- _Task set_:
1. Decide whether each statement agrees with the Wesley Rothman interview. Answer yes or no for each, and quote the words from the interview that decide it. (a) Rothman received the special award for math when he graduated from 8th grade. (b) His senior project was about "Song of Myself." (c) He loved Dickinson and hated Whitman.
2. Extend the Wesley Rothman interview from its final sentence onward.

- _Selected passage_:
Wesley Rothman’s poems have appeared or are forthcoming in 32 Poems, Crab Orchard Review, Harvard Review, Mississippi Review, Narrative, New England Review, Poet Lore, Prairie Schooner, Vinyl, Waccamaw, Waxwing, and The White Review, among others. He serves as an associate editor for Tupelo Quarterly and teaches writing and cultural literatures throughout Boston. Recent honors include Pushcart Prize and Best of the Net nominations, as well as a Vermont Studio Center fellowship. His manuscript, SUBWOOFER, was recently a finalist for the Crab Orchard Poetry Series Open Competition.

Phillip: Wesley, thank you for agreeing to speak with me today.

Wesley: Thanks for reaching out to me!

P: I want to start with how you got into writing. What was the first poem you read and what did you think after having experienced it?

W: Well, in elementary and middle school I was dead set on becoming a mathematician. I didn’t really know what that meant, but I was all about math. When I graduated from 8th grade I was so discouraged I didn’t receive the special award for math. Didn’t really care that I received some certificate or something for Language Arts.

I genuinely don’t remember the first poem I read; probably a Frost poem in elementary school, or a nursery rhyme. I do remember reading Dickinson and Whitman in my junior year of high school. Hated Dickinson, loved Whitman. I ended up writing my senior project about “Song of Myself.” That year was when I came to writing in some kind of earnest way. My teacher, Mr. Beckman (he would hate that I’m referring to him that way here… Greg), made all forms of literature real to me for the first time, especially poetry. So much so I remember going to detention of my own volition just to talk with him about whatever we happened to be reading, on multiple occasions. He moderated detention. While reading Whitman I was enamoured of the philosophy, the foreign thought and frame of it. I was definitely down. The poems Greg encouraged me to write, ones he semi-workshopped, were god-awful (sp?), something about feeling left out. There was actually one that wasn’t completely horrendous, I thought, something about hands. Then I got lucky in college; Jericho Brown joined the faculty my sophomore year.

- _Object location annotation data_:
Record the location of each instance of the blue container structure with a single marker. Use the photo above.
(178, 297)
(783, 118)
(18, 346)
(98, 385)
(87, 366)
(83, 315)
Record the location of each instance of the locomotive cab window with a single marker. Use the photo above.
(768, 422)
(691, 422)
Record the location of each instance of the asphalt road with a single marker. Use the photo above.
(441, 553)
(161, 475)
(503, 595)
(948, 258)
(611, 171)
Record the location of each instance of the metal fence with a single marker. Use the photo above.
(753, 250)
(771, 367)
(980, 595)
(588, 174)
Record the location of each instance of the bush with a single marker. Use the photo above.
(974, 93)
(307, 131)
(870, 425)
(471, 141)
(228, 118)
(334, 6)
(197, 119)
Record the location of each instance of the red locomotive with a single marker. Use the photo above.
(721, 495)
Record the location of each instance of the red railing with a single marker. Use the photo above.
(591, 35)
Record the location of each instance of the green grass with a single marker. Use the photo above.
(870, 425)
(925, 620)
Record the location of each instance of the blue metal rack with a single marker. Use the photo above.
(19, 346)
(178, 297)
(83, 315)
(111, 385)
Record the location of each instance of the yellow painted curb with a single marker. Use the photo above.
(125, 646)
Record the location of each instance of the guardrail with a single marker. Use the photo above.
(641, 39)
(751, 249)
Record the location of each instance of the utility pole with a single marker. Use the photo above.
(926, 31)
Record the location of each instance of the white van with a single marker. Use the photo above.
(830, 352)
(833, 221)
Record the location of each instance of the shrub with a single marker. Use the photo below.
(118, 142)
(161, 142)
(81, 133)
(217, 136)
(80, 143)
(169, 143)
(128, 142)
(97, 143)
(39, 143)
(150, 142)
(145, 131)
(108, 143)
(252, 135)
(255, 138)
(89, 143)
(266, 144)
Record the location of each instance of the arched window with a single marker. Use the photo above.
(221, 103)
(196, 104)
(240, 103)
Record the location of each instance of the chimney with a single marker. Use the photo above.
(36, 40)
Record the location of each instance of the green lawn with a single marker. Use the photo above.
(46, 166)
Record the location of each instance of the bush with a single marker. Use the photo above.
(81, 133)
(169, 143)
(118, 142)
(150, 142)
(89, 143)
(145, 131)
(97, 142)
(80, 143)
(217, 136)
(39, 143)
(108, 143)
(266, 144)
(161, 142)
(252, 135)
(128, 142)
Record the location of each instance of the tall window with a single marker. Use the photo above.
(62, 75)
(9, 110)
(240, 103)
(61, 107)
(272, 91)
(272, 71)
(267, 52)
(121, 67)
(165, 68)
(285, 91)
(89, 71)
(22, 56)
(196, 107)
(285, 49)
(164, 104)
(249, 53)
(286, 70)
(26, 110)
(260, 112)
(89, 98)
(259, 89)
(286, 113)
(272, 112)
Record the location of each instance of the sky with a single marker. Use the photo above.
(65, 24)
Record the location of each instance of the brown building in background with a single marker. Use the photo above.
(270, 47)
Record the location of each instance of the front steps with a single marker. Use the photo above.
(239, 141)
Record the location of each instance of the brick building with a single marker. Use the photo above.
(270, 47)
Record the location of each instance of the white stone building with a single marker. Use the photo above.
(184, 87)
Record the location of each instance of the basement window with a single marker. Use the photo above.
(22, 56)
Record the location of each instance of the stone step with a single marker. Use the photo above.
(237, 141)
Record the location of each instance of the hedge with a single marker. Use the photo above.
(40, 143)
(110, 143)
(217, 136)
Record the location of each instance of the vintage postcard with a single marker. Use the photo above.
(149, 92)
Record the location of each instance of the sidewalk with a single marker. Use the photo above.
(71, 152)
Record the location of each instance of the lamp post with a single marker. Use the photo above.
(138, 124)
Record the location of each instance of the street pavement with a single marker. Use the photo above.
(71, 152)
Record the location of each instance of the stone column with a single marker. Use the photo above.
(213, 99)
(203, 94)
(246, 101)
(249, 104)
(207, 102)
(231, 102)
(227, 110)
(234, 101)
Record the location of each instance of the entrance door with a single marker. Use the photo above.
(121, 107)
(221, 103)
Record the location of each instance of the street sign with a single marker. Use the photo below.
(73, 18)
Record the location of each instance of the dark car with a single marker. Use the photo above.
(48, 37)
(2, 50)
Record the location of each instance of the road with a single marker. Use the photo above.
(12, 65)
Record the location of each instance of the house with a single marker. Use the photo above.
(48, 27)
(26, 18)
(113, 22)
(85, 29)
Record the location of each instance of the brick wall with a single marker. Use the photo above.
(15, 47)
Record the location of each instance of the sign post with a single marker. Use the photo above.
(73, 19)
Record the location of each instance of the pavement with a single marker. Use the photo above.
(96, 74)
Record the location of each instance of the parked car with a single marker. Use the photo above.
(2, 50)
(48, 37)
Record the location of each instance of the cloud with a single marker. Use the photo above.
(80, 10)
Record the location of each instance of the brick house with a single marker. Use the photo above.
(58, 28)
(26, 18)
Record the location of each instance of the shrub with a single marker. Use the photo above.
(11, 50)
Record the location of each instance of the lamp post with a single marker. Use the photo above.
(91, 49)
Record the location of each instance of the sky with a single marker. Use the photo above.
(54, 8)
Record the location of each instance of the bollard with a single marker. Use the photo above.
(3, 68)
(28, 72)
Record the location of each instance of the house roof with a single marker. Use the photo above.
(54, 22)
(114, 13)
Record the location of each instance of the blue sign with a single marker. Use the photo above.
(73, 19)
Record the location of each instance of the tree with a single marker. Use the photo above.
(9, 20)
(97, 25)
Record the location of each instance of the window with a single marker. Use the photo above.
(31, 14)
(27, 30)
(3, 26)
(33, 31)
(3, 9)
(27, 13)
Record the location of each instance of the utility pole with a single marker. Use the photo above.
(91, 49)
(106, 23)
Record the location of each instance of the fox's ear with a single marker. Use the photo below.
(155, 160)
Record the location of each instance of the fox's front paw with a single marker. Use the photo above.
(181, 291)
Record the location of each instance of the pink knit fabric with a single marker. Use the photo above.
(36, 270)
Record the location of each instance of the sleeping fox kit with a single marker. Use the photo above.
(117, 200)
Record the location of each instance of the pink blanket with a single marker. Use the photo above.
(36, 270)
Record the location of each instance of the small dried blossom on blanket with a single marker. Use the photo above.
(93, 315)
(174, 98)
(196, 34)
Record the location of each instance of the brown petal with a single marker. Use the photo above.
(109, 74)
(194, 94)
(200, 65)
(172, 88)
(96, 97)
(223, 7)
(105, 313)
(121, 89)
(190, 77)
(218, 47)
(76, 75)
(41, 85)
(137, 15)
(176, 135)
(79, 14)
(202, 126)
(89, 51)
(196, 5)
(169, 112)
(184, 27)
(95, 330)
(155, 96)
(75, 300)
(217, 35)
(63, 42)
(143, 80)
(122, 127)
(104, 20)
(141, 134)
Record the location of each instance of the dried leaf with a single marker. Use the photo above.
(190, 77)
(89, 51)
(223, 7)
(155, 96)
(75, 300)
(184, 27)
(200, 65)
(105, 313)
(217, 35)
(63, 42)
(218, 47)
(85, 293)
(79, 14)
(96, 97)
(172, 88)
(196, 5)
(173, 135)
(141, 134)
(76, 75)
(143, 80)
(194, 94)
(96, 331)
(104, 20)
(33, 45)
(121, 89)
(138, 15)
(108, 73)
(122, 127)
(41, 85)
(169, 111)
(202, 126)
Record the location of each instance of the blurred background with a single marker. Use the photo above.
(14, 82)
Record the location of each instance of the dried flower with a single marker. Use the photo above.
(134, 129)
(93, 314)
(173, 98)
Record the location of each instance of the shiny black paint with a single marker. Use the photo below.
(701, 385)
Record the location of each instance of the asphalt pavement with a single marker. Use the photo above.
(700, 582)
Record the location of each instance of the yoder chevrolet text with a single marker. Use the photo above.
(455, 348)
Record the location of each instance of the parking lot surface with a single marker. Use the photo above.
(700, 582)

- _Results of the tasks_:
1.
(a) No: "I was so discouraged I didn’t receive the special award for math."
(b) Yes: "I ended up writing my senior project about “Song of Myself.”"
(c) No: "Hated Dickinson, loved Whitman."

2.
P: And what did meeting Jericho Brown mean to you? Was he a major influence? 

W: My first year of college I was on the fence between pursuing psychology or English, and the poetry offerings/pursuits were so-so. I didn’t know who he was before he came to campus–Please wasn’t yet a thing in the world, and I didn’t know much about the poetry world. The first day of workshop he had to be out of town or something, and he wrote an introductory letter that we were given with the syllabus. He sounded like a hardass: (stern voice) “This class is going to be hard, and you’re going to have to work as diligently as you would in any other course…” and all that. I was a little intimidated, but later in the semester, and over the next couple years, as I got to know him, his commitment to poems, his work, his singing, his outward fearlessness, among other things, I discovered what a softy he usually is. Well, depending on the moment. He was and continues to be one of my greatest influences. He introduced me to Terrance Hayes and Tracy K. Smith and Natasha Trethewey’s work. He eased me into contemporary poetry. He cultivated and cultivates me, gave me some things to care about in this life. I’ll stop before I gush too much more.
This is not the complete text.